Starting with the line that contains "concrete wall in the photo above.", copy every line through the end of the data below, exactly and with nothing added.

%%

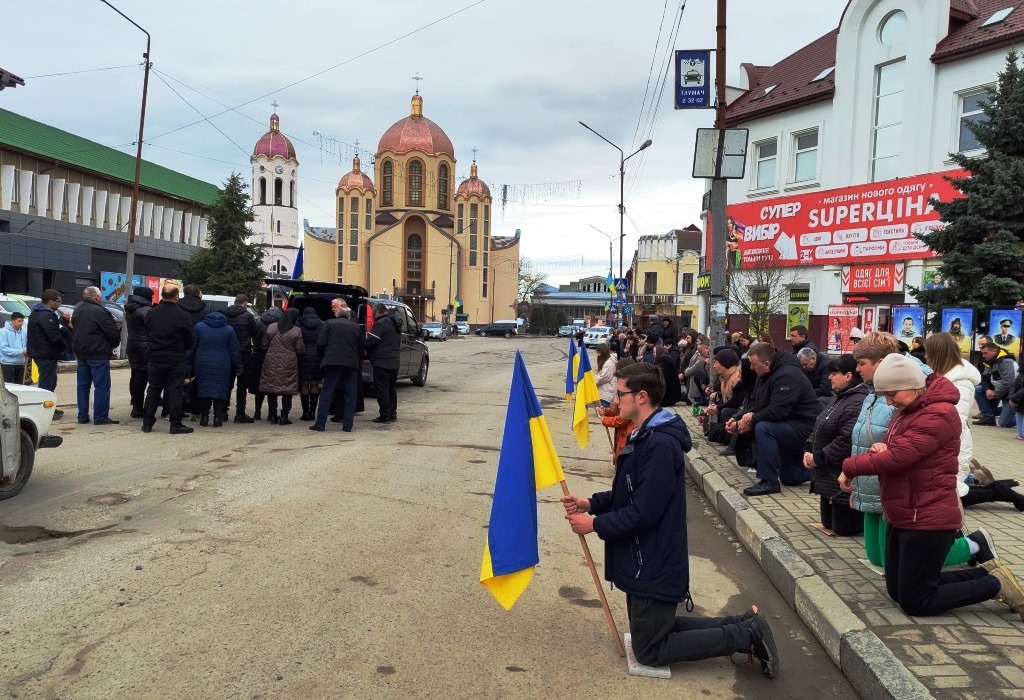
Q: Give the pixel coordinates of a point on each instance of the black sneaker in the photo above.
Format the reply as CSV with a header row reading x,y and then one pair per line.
x,y
986,548
763,644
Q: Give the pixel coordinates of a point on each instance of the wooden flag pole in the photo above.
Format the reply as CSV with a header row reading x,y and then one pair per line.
x,y
597,582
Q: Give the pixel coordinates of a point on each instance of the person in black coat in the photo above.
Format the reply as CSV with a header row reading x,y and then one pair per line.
x,y
137,305
96,335
309,363
341,346
830,443
779,416
642,521
384,343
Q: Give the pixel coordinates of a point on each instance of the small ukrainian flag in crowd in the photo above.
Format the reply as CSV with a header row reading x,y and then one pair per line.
x,y
526,464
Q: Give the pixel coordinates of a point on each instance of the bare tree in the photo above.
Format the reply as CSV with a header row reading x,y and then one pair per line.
x,y
761,293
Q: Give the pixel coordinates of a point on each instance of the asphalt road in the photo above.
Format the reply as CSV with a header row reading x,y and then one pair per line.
x,y
259,561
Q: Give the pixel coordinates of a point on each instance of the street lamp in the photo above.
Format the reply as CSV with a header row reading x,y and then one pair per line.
x,y
622,189
132,214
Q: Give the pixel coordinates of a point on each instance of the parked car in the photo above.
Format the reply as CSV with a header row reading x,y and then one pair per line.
x,y
300,294
597,335
26,413
434,331
505,330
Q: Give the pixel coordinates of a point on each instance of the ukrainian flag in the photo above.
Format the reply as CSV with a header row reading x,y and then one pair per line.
x,y
571,367
526,464
586,393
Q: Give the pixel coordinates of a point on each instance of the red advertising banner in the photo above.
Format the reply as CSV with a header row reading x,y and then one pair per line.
x,y
873,222
872,278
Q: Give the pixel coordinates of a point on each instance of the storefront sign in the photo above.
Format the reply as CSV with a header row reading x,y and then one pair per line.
x,y
873,222
873,278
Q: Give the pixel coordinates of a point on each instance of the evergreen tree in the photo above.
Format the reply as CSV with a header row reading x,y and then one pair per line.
x,y
230,265
982,245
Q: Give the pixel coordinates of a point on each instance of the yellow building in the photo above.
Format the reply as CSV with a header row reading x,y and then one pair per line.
x,y
411,233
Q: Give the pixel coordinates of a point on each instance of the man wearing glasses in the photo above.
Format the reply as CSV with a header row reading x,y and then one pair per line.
x,y
642,521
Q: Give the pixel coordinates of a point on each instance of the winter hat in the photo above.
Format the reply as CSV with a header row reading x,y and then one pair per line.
x,y
898,373
727,358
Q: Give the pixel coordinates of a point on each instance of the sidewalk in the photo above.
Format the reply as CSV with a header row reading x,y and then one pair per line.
x,y
972,653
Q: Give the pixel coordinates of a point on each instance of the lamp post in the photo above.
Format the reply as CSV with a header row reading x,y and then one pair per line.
x,y
622,188
132,214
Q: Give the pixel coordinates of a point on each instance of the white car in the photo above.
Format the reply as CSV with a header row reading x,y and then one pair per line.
x,y
597,335
26,413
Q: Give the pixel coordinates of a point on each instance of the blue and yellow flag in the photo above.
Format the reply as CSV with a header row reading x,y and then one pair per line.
x,y
586,393
526,464
571,367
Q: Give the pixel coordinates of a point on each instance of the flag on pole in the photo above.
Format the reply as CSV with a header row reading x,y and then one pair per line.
x,y
571,367
586,393
526,464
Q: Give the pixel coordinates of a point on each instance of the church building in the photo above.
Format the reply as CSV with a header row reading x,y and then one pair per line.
x,y
411,233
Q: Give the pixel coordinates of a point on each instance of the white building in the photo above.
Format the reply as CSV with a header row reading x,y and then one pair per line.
x,y
275,197
881,99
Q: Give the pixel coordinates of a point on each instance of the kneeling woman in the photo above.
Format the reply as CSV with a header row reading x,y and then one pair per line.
x,y
916,467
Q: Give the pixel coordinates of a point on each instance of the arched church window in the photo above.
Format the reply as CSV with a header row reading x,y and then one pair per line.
x,y
442,186
387,188
415,183
414,264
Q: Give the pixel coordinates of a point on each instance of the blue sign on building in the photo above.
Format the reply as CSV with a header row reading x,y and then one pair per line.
x,y
693,80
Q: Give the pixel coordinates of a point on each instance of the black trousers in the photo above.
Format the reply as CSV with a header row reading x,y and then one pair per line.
x,y
659,638
168,379
385,383
915,580
840,518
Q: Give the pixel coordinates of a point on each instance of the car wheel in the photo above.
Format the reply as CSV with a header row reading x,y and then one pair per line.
x,y
421,377
9,489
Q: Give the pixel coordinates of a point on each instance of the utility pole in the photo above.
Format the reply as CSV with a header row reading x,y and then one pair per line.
x,y
719,193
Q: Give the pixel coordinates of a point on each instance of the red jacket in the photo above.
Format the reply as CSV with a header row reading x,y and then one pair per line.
x,y
918,474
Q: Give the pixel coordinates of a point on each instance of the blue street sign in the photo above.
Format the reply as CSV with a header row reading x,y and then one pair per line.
x,y
693,80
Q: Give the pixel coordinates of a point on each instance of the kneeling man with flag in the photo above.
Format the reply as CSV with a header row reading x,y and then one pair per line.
x,y
642,521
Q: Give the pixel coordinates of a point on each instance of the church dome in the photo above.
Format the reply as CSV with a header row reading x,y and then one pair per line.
x,y
356,178
416,132
273,143
473,185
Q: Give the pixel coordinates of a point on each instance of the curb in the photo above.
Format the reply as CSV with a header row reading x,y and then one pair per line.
x,y
872,669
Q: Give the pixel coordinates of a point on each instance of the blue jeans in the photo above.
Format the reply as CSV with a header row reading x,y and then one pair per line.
x,y
97,374
989,408
779,452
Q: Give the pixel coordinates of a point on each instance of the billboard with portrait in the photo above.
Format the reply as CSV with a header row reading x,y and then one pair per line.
x,y
958,322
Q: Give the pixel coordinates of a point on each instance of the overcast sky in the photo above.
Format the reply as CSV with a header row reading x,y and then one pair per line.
x,y
511,79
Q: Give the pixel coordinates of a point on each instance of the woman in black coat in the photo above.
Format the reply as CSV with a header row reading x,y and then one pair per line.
x,y
310,380
830,442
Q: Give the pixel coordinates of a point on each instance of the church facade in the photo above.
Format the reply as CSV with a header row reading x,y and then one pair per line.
x,y
411,233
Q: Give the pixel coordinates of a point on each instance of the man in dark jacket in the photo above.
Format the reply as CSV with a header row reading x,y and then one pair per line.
x,y
779,416
96,335
171,334
192,301
642,521
48,340
138,304
340,345
384,343
247,329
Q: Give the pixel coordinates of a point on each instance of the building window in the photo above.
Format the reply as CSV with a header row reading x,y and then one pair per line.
x,y
650,282
415,183
971,112
806,156
888,121
687,282
764,169
442,178
387,186
414,264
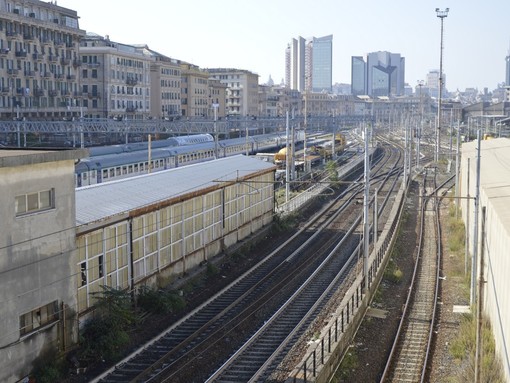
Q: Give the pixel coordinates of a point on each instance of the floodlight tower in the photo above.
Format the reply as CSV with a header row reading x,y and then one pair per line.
x,y
441,14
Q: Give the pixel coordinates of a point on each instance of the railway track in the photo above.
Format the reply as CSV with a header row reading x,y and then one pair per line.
x,y
411,349
231,317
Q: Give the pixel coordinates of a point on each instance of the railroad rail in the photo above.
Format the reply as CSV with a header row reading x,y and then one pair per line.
x,y
256,295
411,349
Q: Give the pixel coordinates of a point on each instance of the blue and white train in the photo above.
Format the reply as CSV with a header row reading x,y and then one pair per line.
x,y
109,163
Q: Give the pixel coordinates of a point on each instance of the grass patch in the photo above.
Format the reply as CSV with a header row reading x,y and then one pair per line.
x,y
463,350
392,272
350,363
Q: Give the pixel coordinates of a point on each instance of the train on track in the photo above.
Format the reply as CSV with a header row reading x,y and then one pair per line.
x,y
320,148
109,163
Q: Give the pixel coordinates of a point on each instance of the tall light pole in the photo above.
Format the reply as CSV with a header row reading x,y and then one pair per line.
x,y
441,14
420,127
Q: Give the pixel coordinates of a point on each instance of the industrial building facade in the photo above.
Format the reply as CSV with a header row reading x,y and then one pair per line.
x,y
492,260
60,244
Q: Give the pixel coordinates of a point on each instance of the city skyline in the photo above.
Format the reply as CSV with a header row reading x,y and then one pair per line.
x,y
254,37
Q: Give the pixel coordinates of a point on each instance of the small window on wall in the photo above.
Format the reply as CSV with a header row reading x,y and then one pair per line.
x,y
34,202
39,317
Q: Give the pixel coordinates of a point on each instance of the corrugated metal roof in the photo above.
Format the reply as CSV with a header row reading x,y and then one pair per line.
x,y
98,202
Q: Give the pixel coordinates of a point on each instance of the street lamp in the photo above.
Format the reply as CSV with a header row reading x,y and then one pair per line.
x,y
441,14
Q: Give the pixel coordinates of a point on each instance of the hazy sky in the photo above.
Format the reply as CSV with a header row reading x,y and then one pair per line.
x,y
253,34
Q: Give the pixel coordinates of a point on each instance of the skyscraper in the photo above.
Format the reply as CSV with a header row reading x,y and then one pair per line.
x,y
309,64
358,76
322,63
378,74
295,64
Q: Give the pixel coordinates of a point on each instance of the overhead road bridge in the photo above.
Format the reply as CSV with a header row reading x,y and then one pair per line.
x,y
182,126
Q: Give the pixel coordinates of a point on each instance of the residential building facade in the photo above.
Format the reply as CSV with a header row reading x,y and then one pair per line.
x,y
115,79
37,257
241,97
322,64
39,62
194,91
295,68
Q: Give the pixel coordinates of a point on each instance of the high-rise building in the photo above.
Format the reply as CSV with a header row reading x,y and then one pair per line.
x,y
378,74
507,77
241,94
432,82
309,64
322,63
358,76
40,66
295,64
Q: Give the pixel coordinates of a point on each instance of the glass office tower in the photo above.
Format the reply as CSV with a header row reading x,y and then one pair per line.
x,y
322,64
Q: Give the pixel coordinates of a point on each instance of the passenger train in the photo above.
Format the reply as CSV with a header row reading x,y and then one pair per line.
x,y
109,163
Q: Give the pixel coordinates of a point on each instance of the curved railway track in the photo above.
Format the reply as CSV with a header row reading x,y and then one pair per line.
x,y
411,349
223,324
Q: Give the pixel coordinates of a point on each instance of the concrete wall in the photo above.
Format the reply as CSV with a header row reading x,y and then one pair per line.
x,y
36,264
495,197
160,245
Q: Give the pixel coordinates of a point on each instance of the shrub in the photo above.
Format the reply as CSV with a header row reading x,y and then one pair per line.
x,y
160,301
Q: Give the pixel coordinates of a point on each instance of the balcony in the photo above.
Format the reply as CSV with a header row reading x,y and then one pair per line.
x,y
29,36
11,35
38,56
131,81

%%

## Written response:
Q: Give the pixel coordinates of a point on each instance of the concrete wall in the photo above.
Format the reply as CSV with a header row reading x,y and then one pair per line.
x,y
36,264
495,197
160,245
Q: Give the pixel coordinates of a point on each instance of the shrub in the photo above.
Format the reply as CSV with a header row reading x,y and then one pair per line.
x,y
160,301
Q: Give the pixel coordinates of a point on each instance of the balcony in the photo above.
Format the reply as CSV with a header row reading x,y and then one pair per line.
x,y
29,36
11,35
38,56
131,81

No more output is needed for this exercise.